Document excerpt:

America’s Largest Cannabis Labor Market - Humboldt State University

America's Largest Cannabis Labor Market

Fred Krissman Fred.Krissman@humboldt.edu

anthropology/ Research Associate Humboldt State University's Anthropology Department, and Humboldt Institute for Interdisciplinary Marijuana Research A Provisional Profile and Proposal for New Research

2016

The labor market that supports California's Emerald Triangle ? a globally renowned regional marijuana industry (e.g., Leeper 1990) ? is a wildly diverse and still largely subterranean black-market entity. Aside from being a trendsetter for cannabis production around the world, the Triangle is likely the largest single producer of cannabis in the nation. And while California is the nation's most valuable farm state, marijuana is California's top crop (Starrs and Goin 2010:246-253). However, much of the existing data on the domestic marijuana industry is scarce, unscientific, and often biased. Therefore, there continues to be a great need to conduct representative field research on this labor market.

Three primary actors operate in any labor market: employers, government agents, and workers (Benjamin, Gunderson, and Riddel 2007). Hence, an analysis of America's largest cannabis labor market at the point of legalization would be enlightening. However, my profile is provisional, based on limited first-hand research, and a review of small-scale studies, the gray literature, media stories, and government reports, which are incomplete, and/or have questionable sources and/or methods.

Cannabis Growers The Triangle's cannabis is likely grown by tens of thousands of micro-scale "mom & pop" producers in gardens containing no more than a few hundred mature plants, thousands of still relatively small-scale "green-rush" farmers with grows of up to a few thousand harvestable plants, and an unknown number of "trespass" growers of various scales of production.1 A few of the latter may be part of "drug trafficking organizations," although they are considered "domestic" DTOs. The White House "drug czar" admitted that foreign cartels have no presence in California's marijuana industry (CA NORML 2013).

Raw data:
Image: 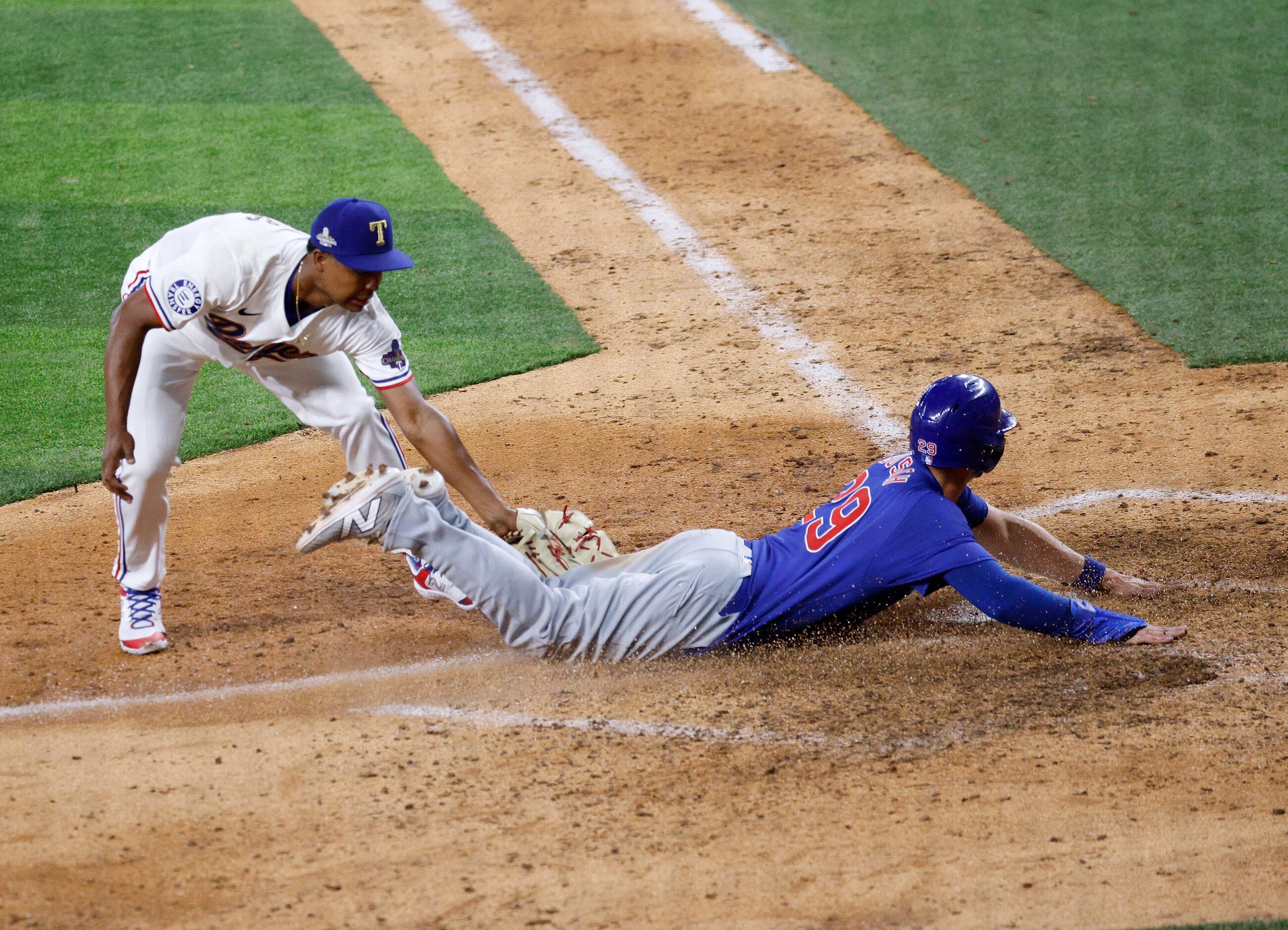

What you will do:
A - Translate this sentence from the cannabis labor market excerpt into Spanish: "Three primary actors operate in any labor market: employers, government agents, and workers (Benjamin, Gunderson, and Riddel 2007)."
B - Turn the paragraph of the cannabis labor market excerpt that opens "The labor market that supports California's Emerald Triangle" into a short bulleted list that keeps its main facts.
C - Duplicate a passage of the cannabis labor market excerpt word for word. Begin at the words "The labor market" and stop after "this labor market.".
The data has no connection to the cannabis labor market excerpt.

Task responses:
A - En cualquier mercado laboral operan tres actores principales: los empleadores, los agentes gubernamentales y los trabajadores (Benjamin, Gunderson y Riddel 2007).

B -
- The labor market behind California's Emerald Triangle, a globally renowned regional marijuana industry, is very diverse and still largely an underground black market.
- The Triangle is a trendsetter for cannabis production worldwide and is likely the largest single cannabis producer in the nation.
- California is the nation's most valuable farm state, and marijuana is its top crop.
- Existing data on the domestic marijuana industry is scarce, unscientific, and often biased.
- Representative field research on this labor market is therefore still greatly needed.

C -
The labor market that supports California's Emerald Triangle ? a globally renowned regional marijuana industry (e.g., Leeper 1990) ? is a wildly diverse and still largely subterranean black-market entity. Aside from being a trendsetter for cannabis production around the world, the Triangle is likely the largest single producer of cannabis in the nation. And while California is the nation's most valuable farm state, marijuana is California's top crop (Starrs and Goin 2010:246-253). However, much of the existing data on the domestic marijuana industry is scarce, unscientific, and often biased. Therefore, there continues to be a great need to conduct representative field research on this labor market.